* _DATA SUPPLIED_:
···
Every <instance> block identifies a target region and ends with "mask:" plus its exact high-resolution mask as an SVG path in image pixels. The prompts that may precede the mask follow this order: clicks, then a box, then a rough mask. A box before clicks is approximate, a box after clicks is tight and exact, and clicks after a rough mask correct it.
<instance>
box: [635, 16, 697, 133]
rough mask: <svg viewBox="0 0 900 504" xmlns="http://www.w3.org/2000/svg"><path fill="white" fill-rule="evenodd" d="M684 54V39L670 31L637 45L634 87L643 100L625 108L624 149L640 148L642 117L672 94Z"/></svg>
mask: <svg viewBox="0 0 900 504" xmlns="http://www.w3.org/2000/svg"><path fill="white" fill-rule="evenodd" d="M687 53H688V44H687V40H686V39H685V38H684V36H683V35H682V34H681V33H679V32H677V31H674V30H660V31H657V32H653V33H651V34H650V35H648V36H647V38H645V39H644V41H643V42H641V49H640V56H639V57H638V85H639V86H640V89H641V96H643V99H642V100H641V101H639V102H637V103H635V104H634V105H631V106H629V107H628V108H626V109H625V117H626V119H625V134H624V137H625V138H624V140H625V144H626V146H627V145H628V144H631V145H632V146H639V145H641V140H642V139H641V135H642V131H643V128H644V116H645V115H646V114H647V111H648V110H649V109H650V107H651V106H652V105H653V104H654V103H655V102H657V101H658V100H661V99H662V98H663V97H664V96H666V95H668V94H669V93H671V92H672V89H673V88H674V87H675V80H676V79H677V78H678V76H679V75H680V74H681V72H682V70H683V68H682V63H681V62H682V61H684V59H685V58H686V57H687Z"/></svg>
···
* _TASK STATEMENT_: Every line of the records in which the string "instance" is found should be counted, and only the count returned.

* _EXERCISE RESULT_: 2